*AUFGABENTEILE*.
1. Übertragen Sie aus dem Quellenauszug alles von „ich kann leider“ hinunter bis „es dir hilft!“ wortgetreu.
2. Erläutern Sie anhand des Quellenauszugs in ein bis drei Sätzen, weshalb es laut dem letzten Beitrag nicht unlogisch ist, dass sich der erfahrene Seemann zwischen Steuer und Segeln „vervielfacht“.

*QUELLENAUSZUG*.
○ ○ ○ ○ ○

# multiplicándose él de la rueda a las escotas



## maracujanicaragua

Hallo,
ich habe eine Frage mit Bezug auf den folgenden Satz:
< Una graciosa virada, *multiplicándose él de la rueda a las escotas*, y en seguida con Marc y Santi al cuidado del timón, sin perderlos de vista, eso sí, y ayudado por unos y por otros, desganitándose, claro, pero impartiendo únicamente órdenes claras, comprensibles, y eludiendo el vocabulario marinero !hala!, todas las velas útiles arriba: dios foques, una trinqueta, la mayor y la mesana. >

Es handelt sich um ein auslaufendes Schiff, auf dem ein erfahrener Seemann ist, sowie eine Schulklasse, die zum ersten Mal auf einem Schiff sind.

Ich möchte diesen Satz gerne übersetzen, weiß aber nicht, wie ich den fettmarkierten Teil verstehen soll. Im übrigen Satz findet sich 'timón', also was ist 'rueda'? Denn andernfalls hätte ich gedacht, dass der fettmarkierte Teil aussagt, dass der Protagonist zwischen den Segelleinen und dem Steuer hin- und hereilt. Hablantes nativos? 

Le agradezco mucho su ayuda.


----------



## spanien

Hallo,

ich kann leider nicht alles übersetzen. Ich kenne mich mit Schiffe nicht gut aus, um nach Deutsch zu übersetzen !

timón= Steuer des Schiffes
multiplicar= mal
rueda= rad
escota = Schot

Ich hoffe, dass es dir hilft!


----------



## giberian

maracujanicaragua said:


> Ich möchte diesen Satz gerne übersetzen, weiß aber nicht, wie ich den fettmarkierten Teil verstehen soll. Im übrigen Satz findet sich 'timón', also was ist 'rueda'? Denn andernfalls hätte ich gedacht, dass der fettmarkierte Teil aussagt, dass der Protagonist zwischen den Segelleinen und dem Steuer hin- und hereilt.



Hallo Marita 
meiner Meinung nach hast du den Satz schon richtig verstanden. _Rueda_ ist auch für mich das Steuerrad, jedenfalls kann ich keine anderweitige Bedeutung dafür finden. Es ist aber gar nicht unlogisch, dass der erfahrene Seeman sich zw. Steuer und dem Segel im übertragenen Sinn "vervielfacht", d.h. abrackert (Drae: "multiplicar" * 5.     * prnl. Afanarse ...), weil er ja sonst nur "Leichtmatrosen" (unerfahrene Seeleute) an Bord hat, glaubst du nicht?

○ ○ ○ ○ ○

*BEREITGESTELLTE ANGABEN*.
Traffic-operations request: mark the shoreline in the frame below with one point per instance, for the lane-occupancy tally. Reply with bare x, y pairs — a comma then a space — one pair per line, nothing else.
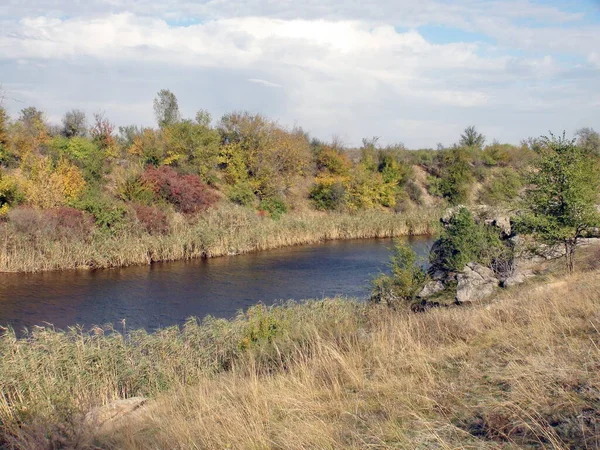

○ ○ ○ ○ ○

*LÖSUNGEN*.
1.
ich kann leider nicht alles übersetzen. Ich kenne mich mit Schiffe nicht gut aus, um nach Deutsch zu übersetzen !

timón= Steuer des Schiffes
multiplicar= mal
rueda= rad
escota = Schot

Ich hoffe, dass es dir hilft!

2. Nach diesem Beitrag bedeutet „multiplicarse“ hier im übertragenen Sinn, sich abzurackern. Das ist schlüssig, weil der erfahrene Seemann sonst nur „Leichtmatrosen“, also unerfahrene Seeleute, an Bord hat.